Exercise tasks
**a)** Answer these questions from the Fool's Garden album text:
(i) In what year was the album released?
(ii) To whom is the album dedicated?
(iii) What running time is given for "Sandy"?
**b)** Print a section of the Fool's Garden album text word for word, starting with "Fool's Garden is" and going on through "Wissler - lyrics)".

-- Begin Source passage --

Fool's Garden is the first studio album by the rock band Fool's Garden. It was released in 1991. The album is one of two records where singer Peter Freudenthaler and guitarist Volker Hinkel share lead vocals equally. The album is dedicated to John Winston Lennon.

Track listing
Music & lyrics by Volker Hinkel, otherwise stated.
 "Awakenings" (4:34)
 "Man In A Cage" (3:42) (Hinkel, Claus-Dieter Wissler)
 "Scared" (1:24)
 "Careless Games" (3:58)
 "Sandy" (5:49) (Peter Freudenthaler)
 "One Way Out" (6:34) (Hinkel - music, Hinkel & Wissler - lyrics)
 "Cry Baby Cry" (Lennon, McCartney) (2:29)
 "Spirit Of The Disappeared" (4:22) (Hinkel, Wissler)
 "Lena" (4:50) (Hinkel - music, Freudenthaler - lyrics)
 "No Flowers By Request" (2:24)
 "Tell Me Who I Am" (3:09) (Freudenthaler)
 "The Part Of The Fool" (4:23)
 "You're Not Forgotten" (2:43)

-- End Source passage --
-- Begin Extracted material --

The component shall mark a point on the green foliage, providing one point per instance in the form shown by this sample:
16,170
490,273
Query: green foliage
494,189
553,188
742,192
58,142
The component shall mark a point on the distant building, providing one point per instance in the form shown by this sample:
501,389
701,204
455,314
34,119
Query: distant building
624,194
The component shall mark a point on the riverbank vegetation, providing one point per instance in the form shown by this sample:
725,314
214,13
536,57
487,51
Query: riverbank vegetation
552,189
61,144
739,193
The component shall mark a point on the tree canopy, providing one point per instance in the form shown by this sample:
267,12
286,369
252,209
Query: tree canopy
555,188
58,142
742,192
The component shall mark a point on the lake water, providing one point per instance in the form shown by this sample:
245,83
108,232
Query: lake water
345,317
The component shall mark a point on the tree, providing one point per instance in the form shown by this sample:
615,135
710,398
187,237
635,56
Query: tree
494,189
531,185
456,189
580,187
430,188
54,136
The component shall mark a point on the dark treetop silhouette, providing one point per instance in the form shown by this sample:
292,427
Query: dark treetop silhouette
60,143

-- End Extracted material --

Results in order
**a)**
(i) 1991
(ii) John Winston Lennon
(iii) 5:49

**b)**
Fool's Garden is the first studio album by the rock band Fool's Garden. It was released in 1991. The album is one of two records where singer Peter Freudenthaler and guitarist Volker Hinkel share lead vocals equally. The album is dedicated to John Winston Lennon.

Track listing
Music & lyrics by Volker Hinkel, otherwise stated.
 "Awakenings" (4:34)
 "Man In A Cage" (3:42) (Hinkel, Claus-Dieter Wissler)
 "Scared" (1:24)
 "Careless Games" (3:58)
 "Sandy" (5:49) (Peter Freudenthaler)
 "One Way Out" (6:34) (Hinkel - music, Hinkel & Wissler - lyrics)